WORK REQUEST ▸
Give the number of lines below that contain the word "target", and nothing else.
^^^^
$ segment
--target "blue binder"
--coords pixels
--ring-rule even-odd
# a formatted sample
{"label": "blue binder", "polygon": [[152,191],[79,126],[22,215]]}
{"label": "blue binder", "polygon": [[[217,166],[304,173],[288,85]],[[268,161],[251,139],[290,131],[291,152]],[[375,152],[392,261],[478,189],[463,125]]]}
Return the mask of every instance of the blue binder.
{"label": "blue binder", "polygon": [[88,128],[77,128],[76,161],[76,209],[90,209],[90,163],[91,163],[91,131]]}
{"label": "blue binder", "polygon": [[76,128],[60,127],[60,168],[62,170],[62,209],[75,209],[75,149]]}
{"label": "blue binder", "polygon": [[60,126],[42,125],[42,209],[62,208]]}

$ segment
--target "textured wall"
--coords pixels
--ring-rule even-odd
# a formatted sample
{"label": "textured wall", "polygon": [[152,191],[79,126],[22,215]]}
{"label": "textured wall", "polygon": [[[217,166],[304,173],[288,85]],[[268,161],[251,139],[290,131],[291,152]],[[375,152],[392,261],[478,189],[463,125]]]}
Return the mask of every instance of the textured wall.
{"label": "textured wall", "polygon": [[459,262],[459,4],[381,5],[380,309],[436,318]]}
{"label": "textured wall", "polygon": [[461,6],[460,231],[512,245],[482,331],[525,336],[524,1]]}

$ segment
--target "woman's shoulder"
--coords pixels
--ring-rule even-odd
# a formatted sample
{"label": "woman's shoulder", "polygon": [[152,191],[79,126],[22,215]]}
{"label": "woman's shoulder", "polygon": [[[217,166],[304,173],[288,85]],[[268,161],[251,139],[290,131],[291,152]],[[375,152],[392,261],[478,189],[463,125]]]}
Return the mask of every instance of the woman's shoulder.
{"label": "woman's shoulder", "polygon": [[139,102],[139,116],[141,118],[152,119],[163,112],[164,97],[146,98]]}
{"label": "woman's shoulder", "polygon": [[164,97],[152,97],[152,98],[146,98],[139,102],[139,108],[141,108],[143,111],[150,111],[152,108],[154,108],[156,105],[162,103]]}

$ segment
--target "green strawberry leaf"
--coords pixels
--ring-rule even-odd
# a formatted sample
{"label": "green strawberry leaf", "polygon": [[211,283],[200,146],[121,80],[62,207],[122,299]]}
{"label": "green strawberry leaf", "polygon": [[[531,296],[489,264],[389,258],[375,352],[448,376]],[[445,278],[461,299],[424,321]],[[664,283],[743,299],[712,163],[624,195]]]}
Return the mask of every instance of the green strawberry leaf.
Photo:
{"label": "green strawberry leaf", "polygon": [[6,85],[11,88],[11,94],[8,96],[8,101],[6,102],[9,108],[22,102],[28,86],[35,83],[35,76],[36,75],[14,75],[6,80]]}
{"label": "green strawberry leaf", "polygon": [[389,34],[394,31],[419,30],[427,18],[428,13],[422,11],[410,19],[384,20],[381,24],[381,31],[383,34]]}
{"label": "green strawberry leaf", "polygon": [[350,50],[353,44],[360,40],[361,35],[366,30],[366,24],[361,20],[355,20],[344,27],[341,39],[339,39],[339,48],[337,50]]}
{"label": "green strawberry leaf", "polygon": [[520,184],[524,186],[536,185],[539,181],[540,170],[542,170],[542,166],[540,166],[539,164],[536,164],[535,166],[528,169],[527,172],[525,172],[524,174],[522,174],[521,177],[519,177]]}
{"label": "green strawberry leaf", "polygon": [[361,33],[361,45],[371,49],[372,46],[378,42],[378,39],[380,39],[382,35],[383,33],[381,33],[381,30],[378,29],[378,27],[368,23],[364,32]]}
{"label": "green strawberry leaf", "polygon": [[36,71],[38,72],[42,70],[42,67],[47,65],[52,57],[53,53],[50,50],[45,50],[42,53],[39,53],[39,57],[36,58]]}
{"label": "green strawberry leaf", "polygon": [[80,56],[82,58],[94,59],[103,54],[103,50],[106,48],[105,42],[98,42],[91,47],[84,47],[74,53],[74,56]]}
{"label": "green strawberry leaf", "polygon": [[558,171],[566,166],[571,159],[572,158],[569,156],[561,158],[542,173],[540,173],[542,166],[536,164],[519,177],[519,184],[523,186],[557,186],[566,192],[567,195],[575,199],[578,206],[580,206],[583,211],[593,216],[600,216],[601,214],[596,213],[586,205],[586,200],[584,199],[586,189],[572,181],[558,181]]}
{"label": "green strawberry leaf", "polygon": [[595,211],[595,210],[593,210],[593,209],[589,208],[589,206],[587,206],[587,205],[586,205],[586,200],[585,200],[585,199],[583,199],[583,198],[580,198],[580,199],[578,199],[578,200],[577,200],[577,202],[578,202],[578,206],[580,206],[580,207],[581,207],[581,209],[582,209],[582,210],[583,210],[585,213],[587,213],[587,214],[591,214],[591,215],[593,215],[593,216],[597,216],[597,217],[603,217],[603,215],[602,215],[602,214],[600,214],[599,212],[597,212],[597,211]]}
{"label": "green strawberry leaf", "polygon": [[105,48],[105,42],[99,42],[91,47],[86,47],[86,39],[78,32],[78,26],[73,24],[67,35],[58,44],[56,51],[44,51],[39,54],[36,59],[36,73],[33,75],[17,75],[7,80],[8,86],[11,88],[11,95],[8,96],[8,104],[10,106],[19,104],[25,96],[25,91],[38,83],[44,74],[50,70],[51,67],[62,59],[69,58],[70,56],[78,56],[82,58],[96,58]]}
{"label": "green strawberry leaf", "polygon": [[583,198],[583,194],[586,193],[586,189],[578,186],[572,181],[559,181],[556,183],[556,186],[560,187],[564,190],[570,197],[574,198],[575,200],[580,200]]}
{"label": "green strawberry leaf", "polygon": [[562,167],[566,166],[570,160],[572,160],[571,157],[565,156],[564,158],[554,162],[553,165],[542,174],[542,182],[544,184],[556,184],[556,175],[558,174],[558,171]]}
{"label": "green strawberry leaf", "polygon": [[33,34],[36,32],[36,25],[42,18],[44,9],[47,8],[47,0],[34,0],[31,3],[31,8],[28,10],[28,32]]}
^^^^
RESULT FOR THIS TASK ▸
4